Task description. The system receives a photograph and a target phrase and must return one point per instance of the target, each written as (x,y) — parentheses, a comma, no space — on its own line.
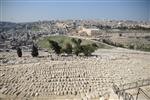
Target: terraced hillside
(76,78)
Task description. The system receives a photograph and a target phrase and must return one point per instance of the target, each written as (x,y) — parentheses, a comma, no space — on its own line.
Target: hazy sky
(34,10)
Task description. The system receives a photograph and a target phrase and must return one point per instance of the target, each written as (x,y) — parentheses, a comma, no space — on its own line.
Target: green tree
(34,52)
(88,49)
(19,52)
(77,47)
(55,46)
(68,48)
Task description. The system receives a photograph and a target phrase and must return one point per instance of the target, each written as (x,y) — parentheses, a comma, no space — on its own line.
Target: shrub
(34,52)
(88,49)
(76,42)
(55,46)
(19,52)
(77,50)
(68,48)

☆ ☆ ☆ ☆ ☆ ☆ ☆

__The problem__: Lay out every line of the listing above as a numbered list, skipping any blank lines. Leave the picture out.

__The answer__:
1. Task description. The system receives a photograph and a target phrase and must return one point per instance of the target, each written as (x,y) — parentheses, a comma, no space — on its own line.
2. Target: terraced hillside
3. (76,78)
4. Task description. The system receives a photograph and a target phrase and must return one point per instance of the target, each written as (x,y) — parentheses, a comma, no space — on its own line.
5. Target: hazy sky
6. (34,10)
7. Task description. The system receives a photograph and a target phrase and must return one point per instance of the target, each written as (x,y) — parentheses, a comma, no space — on its own line.
8. Target: green tree
9. (34,52)
10. (88,49)
11. (19,52)
12. (77,47)
13. (55,46)
14. (68,48)
15. Task description. The system receives a photograph and a target phrase and must return one point per instance of the target, each written as (x,y) — parentheses, a comma, no space — on its own line.
16. Target: shrub
17. (34,52)
18. (88,49)
19. (76,42)
20. (55,46)
21. (19,52)
22. (77,50)
23. (68,48)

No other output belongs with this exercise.